:: SOURCE TEXT ::
# Another Phal. schilleriana purpurea award



## rdlsreno (Mar 16, 2010)

My Phal. schilleriana purpurea 'Monster' got an AM! I not as big as Drorchid (only 9 cm). Nicely fragrant too! 

Ramon

Phal. schilleriana purpurea 'Monster' AM


----------



## cnycharles (Mar 16, 2010)

very nice and congratulations! must be the season for schilleriana awards


----------



## Kevin (Mar 17, 2010)

Congratulations! Do you have a pic of the spike? How many flowers?


----------



## rdlsreno (Mar 17, 2010)

Kevin said:


> Congratulations! Do you have a pic of the spike? How many flowers?



No. It has 13 flowers on a branching spike.

Ramon


----------



## Yoyo_Jo (Mar 17, 2010)

Congrats Ramon! That's great :clap:


----------



## JeanLux (Mar 17, 2010)

Congratulations, again!!!! Jean


----------



## etex (Mar 17, 2010)

Congratulations!! Thats great! Lovely bloom and great growing!


----------



## Drorchid (Mar 17, 2010)

Congratulations! I am glad that they are finally recognizing the schilleriana purpurea's. We have taken them to judging for many years, and the judges would never look at them.

Robert


----------



## toddybear (Mar 17, 2010)

Another congrats...you are on a role!


----------



## SlipperFan (Mar 17, 2010)

What a beautiful species. You seldom see one as nice as this one.


----------



## rdlsreno (Mar 17, 2010)
:::
:: DATA RECORDS ::
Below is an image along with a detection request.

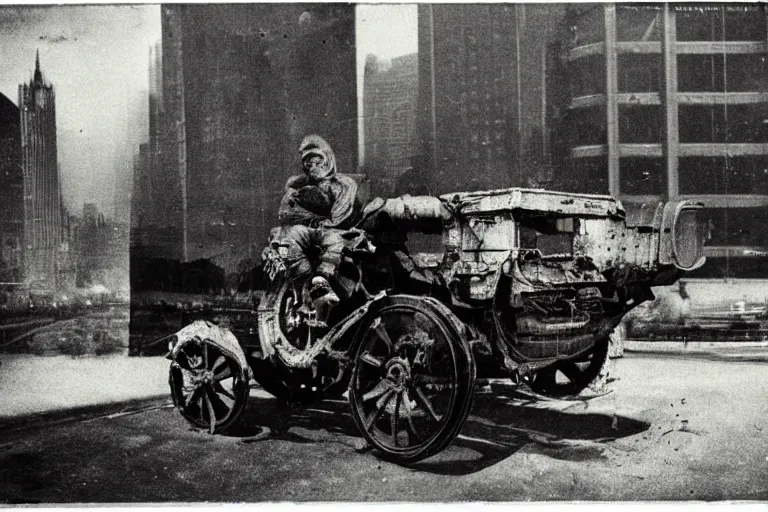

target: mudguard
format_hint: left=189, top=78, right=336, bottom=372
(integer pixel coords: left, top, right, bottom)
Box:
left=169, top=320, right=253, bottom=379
:::
:: DATA RECORDS ::
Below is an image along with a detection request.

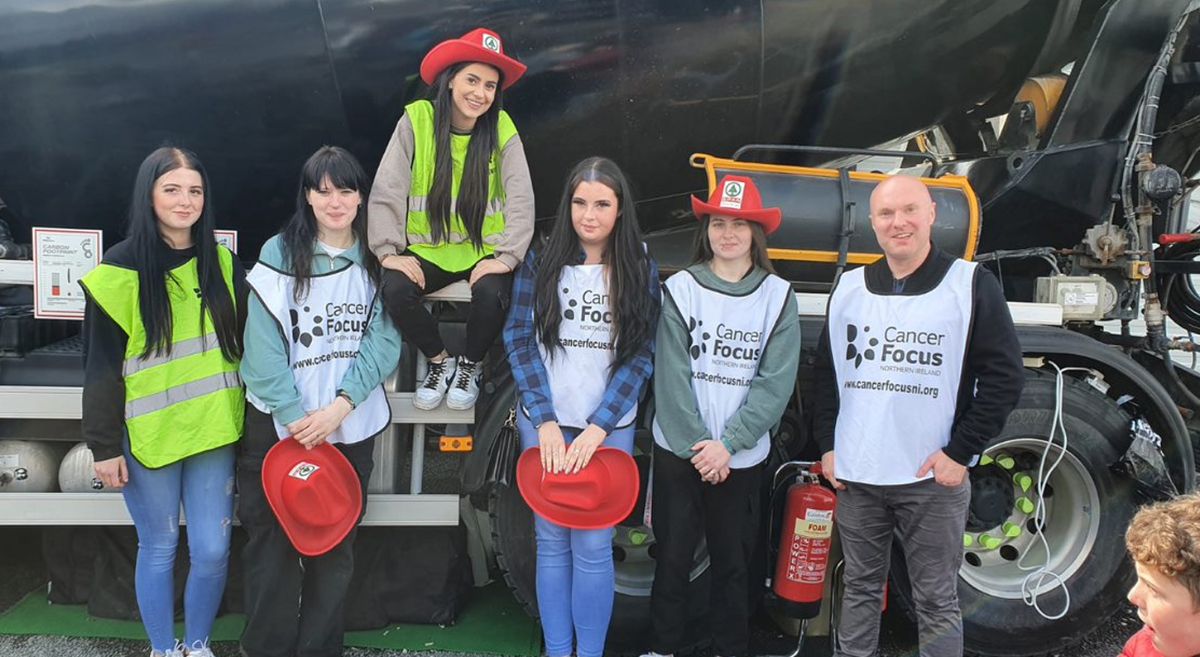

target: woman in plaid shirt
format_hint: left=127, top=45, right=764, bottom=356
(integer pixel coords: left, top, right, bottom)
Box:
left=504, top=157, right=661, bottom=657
:::
> **WRITTEN TASK**: Continue the orchid award thread from its last line.

> **RESPONSE TO THE EXERCISE**:
Drorchid said:


> Congratulations! I am glad that they are finally recognizing the schilleriana purpurea's. We have taken them to judging for many years, and the judges would never look at them.
> 
> Robert



I was glad too since Maynard and Helen Michaels where there and they acknowledge it as Phal. schilleriana.

Ramon


----------



## e-spice (Mar 17, 2010)

Really great, but post a full photo of the spike please.

e-spice


----------



## rdlsreno (Mar 17, 2010)

e-spice said:


> Really great, but post a full photo of the spike please.
> 
> e-spice



Sorry the spike has been cut already and flowers been given for pollination.

Ramon


----------



## smartie2000 (Mar 18, 2010)

Congrats! and deserving of the award


----------



## Rick (Mar 18, 2010)

perfect round form on a species phal.

Congratulations:clap:


----------



## Shiva (Mar 19, 2010)

A very nice one and certainly worth the AM it got.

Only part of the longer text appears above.